* Excerto escolhido:
↓

Se o desemprego dos mais qualificados sobe, é porque a formação assegurada pelas universidades não é de qualidade ou está desfasada das necessidades do mercado; se o emprego dos menos qualificados sobe, é por causa do abandono e do insucesso escolar...

A discussão em torno do conceito da produtividade assenta no princípio da “qualidade” do trabalho prestado, independentemente do tempo a ele dedicado. É assim que se a explica que, pese embora Portugal seja dos países onde os trabalhadores mais horas passam no posto de trabalho, o seu rendimento seja pouco por unidade de tempo. Assim, em vez de se discutir o porquê da pouca rentabilidade desse trabalho, insiste-se no esforço – recuperando práticas do Estado Novo, que entendiam a produtividade como a utilização mais intensiva do factor trabalho – e, já agora, na flexibilidade, na mobilidade e outros predicados, sem se discutir a raiz do problema, a qual passa por uma análise multi-factorial da produtividade (capital, meios tecnológicos, condições de exercício do trabalho, etc.), e não pela sua centralidade exclusiva no factor mão-de-obra.
A título de exemplo, se se observa que, em termos comparativos, a produtividade em Portugal é das mais baixas do contexto europeu, dificilmente essa comparação permanece sustentável ao considerar-se a remuneração dessa mesma produtividade. Com efeito, se, para uma hora de produção, no Luxemburgo se produz cerca de três vezes o que se produz em Portugal, o pagamento dessa hora aproxima-se, igualmente, de 3 vezes o pagamento efectuado em Portugal, o que parece deslocar o problema da produtividade do princípio do esforço para o princípio da manutenção de uma desvalorização do trabalho, a que se associa uma desvalorização da qualificação.
Portugal investiu fortemente, ao longo dos 36 anos de Democracia, na educação formal e no acréscimo de formação da quando o trabalho população (cerca de 700% na frequência do Ensino Superior ao longo do período). Este crescimento, embora relevante se considerarmos o estado paupérrimo da educação formal no final do Estado Novo, passou, entretanto, a ser explicado pelo facilitismo – só assim se explicaria que tantos cheguem tão longe; é novamente o discurso salazarista, preocupado com a formação das elites (porque estas é que conduzirão as massas), que parece retomar actualidade –, mas igualmente pela desadequada preparação para o trabalho, naquilo que sempre reflectirá, sob os pressupostos da relevância da educação formal para o desenvolvimento social, um ónus invariavelmente atribuível a montante, isto é, aos sistemas de educação e formação formais.

↑

* Exercícios a resolver:
a: Reproduza, do texto sobre a produtividade em Portugal, o trecho que vai de "Portugal investiu fortemente, ao" até "e formação formais.", inclusive.
b: As afirmações seguintes estão de acordo com o texto sobre a produtividade em Portugal? Responda sim ou não a cada uma e cite as palavras do texto que o decidem.
(i) Portugal é dos países onde os trabalhadores passam mais horas no posto de trabalho.
(ii) No Luxemburgo, o pagamento de uma hora de produção é cerca de metade do pagamento feito em Portugal.
(iii) A análise da produtividade deve centrar-se exclusivamente no factor mão-de-obra.

(Linhas do conjunto de dados de apontamento de objetos)
↓

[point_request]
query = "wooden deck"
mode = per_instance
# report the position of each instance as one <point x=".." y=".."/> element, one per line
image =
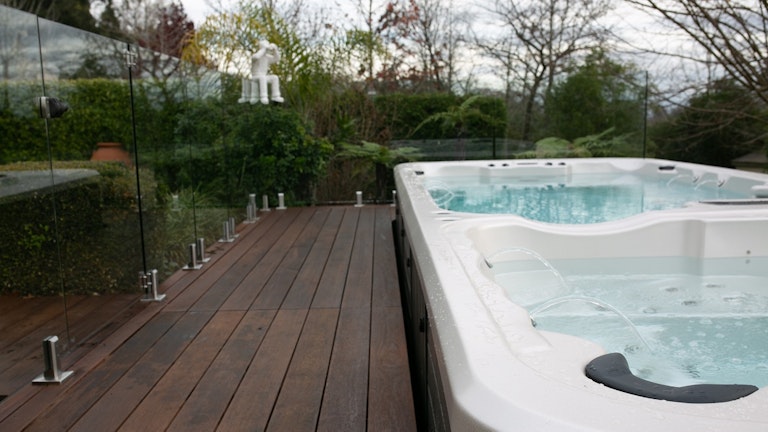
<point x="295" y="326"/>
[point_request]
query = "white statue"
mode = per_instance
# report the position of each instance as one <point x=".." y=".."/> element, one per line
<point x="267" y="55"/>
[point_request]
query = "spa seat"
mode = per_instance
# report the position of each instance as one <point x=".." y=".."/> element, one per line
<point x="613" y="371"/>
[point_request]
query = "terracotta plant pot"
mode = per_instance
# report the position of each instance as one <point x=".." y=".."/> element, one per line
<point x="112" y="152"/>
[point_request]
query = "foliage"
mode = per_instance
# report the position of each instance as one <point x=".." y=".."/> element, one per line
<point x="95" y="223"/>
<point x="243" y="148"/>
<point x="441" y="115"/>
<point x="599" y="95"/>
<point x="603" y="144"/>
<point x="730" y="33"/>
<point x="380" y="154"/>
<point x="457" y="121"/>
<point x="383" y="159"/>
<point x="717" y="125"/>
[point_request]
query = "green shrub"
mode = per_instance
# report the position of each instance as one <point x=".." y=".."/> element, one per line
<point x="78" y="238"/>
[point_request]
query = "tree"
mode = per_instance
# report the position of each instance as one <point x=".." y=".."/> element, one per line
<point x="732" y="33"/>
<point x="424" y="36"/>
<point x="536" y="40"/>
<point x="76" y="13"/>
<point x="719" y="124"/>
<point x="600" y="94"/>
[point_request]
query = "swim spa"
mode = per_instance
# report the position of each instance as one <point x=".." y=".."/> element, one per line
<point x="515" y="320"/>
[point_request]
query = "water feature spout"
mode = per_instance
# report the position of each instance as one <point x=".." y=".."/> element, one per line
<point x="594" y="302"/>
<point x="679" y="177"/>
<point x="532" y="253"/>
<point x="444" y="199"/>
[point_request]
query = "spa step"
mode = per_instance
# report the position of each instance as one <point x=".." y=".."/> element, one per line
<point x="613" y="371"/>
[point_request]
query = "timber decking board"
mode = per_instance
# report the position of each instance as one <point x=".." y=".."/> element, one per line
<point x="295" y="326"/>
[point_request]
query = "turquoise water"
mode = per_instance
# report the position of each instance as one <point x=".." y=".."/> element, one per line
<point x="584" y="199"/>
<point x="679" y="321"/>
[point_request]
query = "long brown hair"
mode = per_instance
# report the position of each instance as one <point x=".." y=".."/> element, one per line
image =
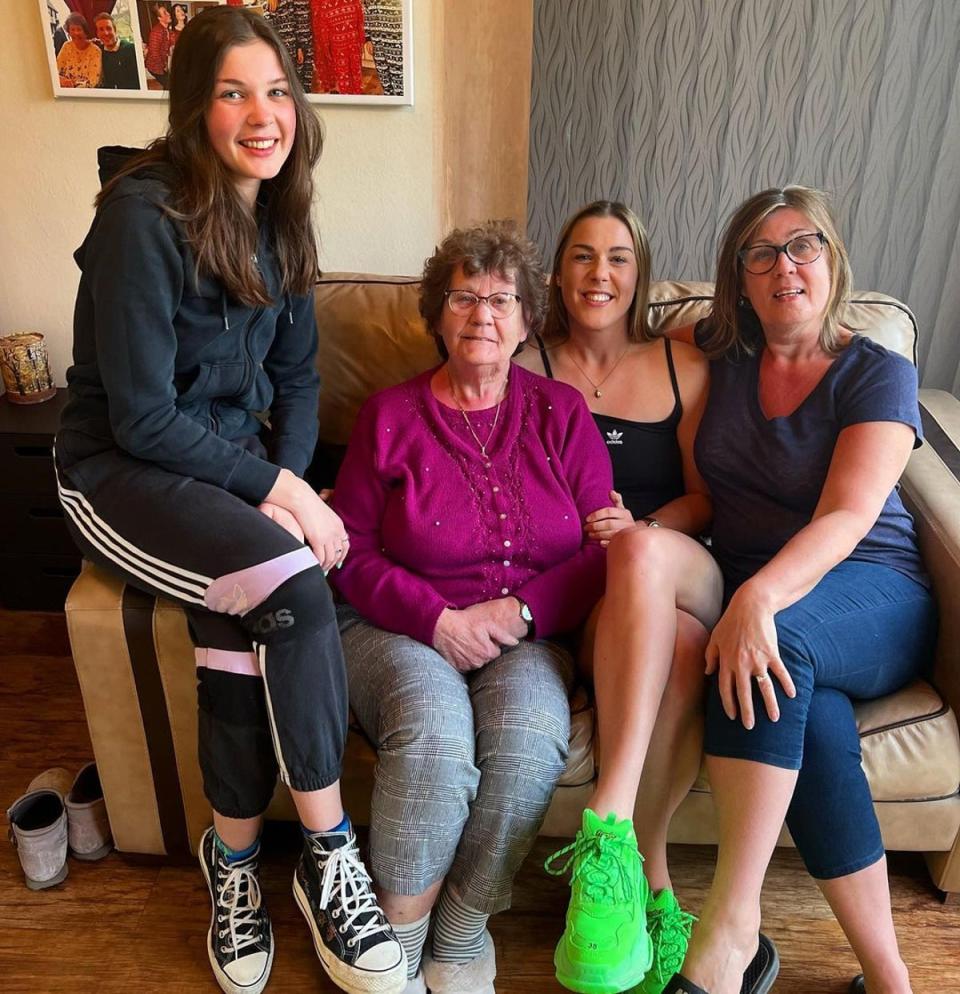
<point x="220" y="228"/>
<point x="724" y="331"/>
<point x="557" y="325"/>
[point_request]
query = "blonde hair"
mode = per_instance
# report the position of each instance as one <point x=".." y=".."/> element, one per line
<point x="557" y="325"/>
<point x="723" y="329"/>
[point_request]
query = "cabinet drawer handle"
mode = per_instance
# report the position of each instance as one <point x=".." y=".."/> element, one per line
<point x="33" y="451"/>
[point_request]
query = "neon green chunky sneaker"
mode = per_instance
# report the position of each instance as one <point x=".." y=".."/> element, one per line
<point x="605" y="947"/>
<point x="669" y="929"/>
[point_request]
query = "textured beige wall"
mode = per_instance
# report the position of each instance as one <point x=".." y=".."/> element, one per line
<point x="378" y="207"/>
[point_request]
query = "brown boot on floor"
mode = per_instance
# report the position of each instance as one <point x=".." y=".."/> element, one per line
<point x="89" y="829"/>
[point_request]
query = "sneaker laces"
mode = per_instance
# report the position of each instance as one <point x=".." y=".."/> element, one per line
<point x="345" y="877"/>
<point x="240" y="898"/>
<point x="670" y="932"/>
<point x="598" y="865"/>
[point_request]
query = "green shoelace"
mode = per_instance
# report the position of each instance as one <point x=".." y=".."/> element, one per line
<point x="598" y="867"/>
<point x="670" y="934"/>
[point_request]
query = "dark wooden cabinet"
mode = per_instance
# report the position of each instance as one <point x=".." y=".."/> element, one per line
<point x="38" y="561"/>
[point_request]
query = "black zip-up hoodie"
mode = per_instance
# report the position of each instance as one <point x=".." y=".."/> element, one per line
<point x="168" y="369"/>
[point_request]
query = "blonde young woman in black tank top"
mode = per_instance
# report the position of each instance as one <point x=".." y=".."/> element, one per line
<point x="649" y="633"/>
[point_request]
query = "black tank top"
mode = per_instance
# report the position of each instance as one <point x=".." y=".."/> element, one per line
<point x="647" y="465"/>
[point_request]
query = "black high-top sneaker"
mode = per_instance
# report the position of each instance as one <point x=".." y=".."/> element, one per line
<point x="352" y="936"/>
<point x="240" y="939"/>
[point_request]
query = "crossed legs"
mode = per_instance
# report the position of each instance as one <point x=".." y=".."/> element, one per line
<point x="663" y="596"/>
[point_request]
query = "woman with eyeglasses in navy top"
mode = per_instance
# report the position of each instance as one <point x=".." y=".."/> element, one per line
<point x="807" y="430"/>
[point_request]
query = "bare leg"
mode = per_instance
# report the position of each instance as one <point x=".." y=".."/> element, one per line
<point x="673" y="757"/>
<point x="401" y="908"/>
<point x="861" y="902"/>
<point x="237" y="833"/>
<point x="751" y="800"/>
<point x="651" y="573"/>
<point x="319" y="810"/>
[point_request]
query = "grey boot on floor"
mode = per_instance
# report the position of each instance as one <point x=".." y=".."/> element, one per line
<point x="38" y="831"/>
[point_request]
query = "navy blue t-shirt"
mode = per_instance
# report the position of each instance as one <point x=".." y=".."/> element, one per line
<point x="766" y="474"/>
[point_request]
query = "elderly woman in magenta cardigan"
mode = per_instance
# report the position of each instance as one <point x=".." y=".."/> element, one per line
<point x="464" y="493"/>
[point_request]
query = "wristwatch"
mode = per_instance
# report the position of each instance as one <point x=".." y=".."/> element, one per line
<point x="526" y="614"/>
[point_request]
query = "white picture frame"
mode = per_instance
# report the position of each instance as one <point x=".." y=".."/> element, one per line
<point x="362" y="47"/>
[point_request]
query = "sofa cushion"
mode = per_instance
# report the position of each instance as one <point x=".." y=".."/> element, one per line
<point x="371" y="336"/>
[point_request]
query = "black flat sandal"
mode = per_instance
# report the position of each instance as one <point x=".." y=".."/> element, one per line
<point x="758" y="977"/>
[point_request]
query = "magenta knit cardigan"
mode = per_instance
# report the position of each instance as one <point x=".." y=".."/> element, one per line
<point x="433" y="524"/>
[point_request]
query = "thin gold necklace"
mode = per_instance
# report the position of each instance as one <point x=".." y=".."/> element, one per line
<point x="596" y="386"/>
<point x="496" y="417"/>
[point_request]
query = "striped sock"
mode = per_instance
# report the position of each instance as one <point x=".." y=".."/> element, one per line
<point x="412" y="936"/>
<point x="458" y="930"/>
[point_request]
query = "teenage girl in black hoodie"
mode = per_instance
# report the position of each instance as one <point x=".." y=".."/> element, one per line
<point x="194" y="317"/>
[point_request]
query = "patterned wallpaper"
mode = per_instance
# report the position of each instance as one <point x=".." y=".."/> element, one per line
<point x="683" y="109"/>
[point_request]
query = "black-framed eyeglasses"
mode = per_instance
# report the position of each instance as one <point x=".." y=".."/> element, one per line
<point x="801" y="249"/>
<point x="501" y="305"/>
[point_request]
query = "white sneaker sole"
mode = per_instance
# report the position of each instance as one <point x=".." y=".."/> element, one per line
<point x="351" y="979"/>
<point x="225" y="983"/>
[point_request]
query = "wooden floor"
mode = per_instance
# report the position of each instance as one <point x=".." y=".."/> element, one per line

↑

* Soluções por ordem:
a:
Portugal investiu fortemente, ao longo dos 36 anos de Democracia, na educação formal e no acréscimo de formação da quando o trabalho população (cerca de 700% na frequência do Ensino Superior ao longo do período). Este crescimento, embora relevante se considerarmos o estado paupérrimo da educação formal no final do Estado Novo, passou, entretanto, a ser explicado pelo facilitismo – só assim se explicaria que tantos cheguem tão longe; é novamente o discurso salazarista, preocupado com a formação das elites (porque estas é que conduzirão as massas), que parece retomar actualidade –, mas igualmente pela desadequada preparação para o trabalho, naquilo que sempre reflectirá, sob os pressupostos da relevância da educação formal para o desenvolvimento social, um ónus invariavelmente atribuível a montante, isto é, aos sistemas de educação e formação formais.

b:
(i) Sim: "Portugal seja dos países onde os trabalhadores mais horas passam no posto de trabalho".
(ii) Não: "o pagamento dessa hora aproxima-se, igualmente, de 3 vezes o pagamento efectuado em Portugal".
(iii) Não: "e não pela sua centralidade exclusiva no factor mão-de-obra".